- _YOUR OBJECTIVE_:
Look below for the line with "Locate every instance of the stone". Extract that line and each one after it through the last, word for word.

## start

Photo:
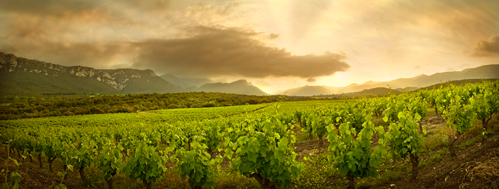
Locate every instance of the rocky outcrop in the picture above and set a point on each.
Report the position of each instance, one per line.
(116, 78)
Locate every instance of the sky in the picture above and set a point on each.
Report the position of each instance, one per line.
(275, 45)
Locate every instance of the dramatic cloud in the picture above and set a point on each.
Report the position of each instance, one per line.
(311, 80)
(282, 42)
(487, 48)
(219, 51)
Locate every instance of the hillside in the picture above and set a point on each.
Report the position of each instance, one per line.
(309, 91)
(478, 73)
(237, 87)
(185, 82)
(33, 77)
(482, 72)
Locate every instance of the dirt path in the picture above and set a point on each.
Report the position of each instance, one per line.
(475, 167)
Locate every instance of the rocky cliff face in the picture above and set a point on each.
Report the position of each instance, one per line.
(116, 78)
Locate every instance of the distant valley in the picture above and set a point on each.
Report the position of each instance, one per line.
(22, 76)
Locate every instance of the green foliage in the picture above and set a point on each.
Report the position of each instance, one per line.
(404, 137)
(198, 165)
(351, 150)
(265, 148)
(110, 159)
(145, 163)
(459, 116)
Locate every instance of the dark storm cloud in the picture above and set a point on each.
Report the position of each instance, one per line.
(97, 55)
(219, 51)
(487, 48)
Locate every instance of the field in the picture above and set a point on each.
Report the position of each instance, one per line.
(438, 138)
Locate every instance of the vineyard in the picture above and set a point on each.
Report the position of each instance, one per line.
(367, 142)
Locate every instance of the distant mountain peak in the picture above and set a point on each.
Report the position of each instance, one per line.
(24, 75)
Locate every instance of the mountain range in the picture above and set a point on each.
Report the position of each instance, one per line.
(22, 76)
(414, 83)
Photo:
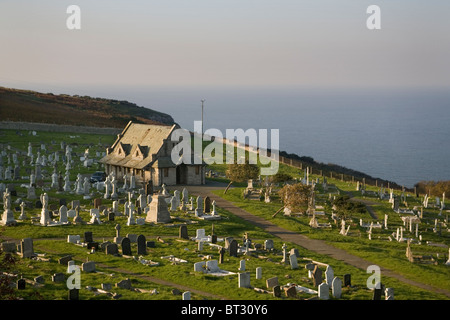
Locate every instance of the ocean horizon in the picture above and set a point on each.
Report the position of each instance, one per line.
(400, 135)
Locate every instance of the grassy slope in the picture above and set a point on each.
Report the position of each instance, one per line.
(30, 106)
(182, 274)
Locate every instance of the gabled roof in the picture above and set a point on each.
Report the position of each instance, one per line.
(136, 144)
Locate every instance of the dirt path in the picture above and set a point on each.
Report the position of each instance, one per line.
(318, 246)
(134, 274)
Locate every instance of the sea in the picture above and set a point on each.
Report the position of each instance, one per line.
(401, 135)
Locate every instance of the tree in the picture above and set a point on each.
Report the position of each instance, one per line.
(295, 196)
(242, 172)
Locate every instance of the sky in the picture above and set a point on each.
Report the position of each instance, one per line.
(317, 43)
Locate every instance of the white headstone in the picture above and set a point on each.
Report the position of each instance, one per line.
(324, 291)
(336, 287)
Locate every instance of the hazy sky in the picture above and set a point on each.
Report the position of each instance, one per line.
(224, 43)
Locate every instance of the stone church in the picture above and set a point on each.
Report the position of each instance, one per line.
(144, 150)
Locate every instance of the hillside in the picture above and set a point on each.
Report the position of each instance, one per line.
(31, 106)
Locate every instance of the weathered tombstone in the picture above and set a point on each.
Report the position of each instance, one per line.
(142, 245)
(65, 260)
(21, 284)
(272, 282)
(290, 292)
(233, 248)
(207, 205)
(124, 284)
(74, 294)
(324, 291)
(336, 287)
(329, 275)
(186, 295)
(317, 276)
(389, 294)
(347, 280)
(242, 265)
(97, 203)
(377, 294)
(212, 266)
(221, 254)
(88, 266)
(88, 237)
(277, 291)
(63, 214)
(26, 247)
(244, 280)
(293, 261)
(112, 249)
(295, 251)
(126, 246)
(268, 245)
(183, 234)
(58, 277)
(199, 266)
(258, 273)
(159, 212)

## end

- _FINAL RESULT_:
Locate every instance of the stone church in the picture above and set a point on each.
Report the position of each instance, one per line.
(144, 150)
Locate every instance of the hillside in the picture above and set a point on each.
Report the position of each instance, one per line.
(31, 106)
Locate every instance of the weathered tombstone in the picture above and set a point on each.
Report the position of each instance, one per line.
(142, 245)
(65, 260)
(21, 284)
(272, 282)
(290, 292)
(233, 248)
(207, 205)
(124, 284)
(74, 294)
(324, 291)
(336, 287)
(329, 275)
(186, 295)
(317, 276)
(389, 294)
(347, 280)
(242, 265)
(97, 203)
(377, 294)
(212, 266)
(221, 254)
(88, 266)
(88, 237)
(277, 291)
(63, 214)
(26, 247)
(244, 280)
(293, 261)
(112, 249)
(295, 251)
(126, 246)
(268, 245)
(183, 234)
(58, 277)
(199, 266)
(258, 273)
(159, 212)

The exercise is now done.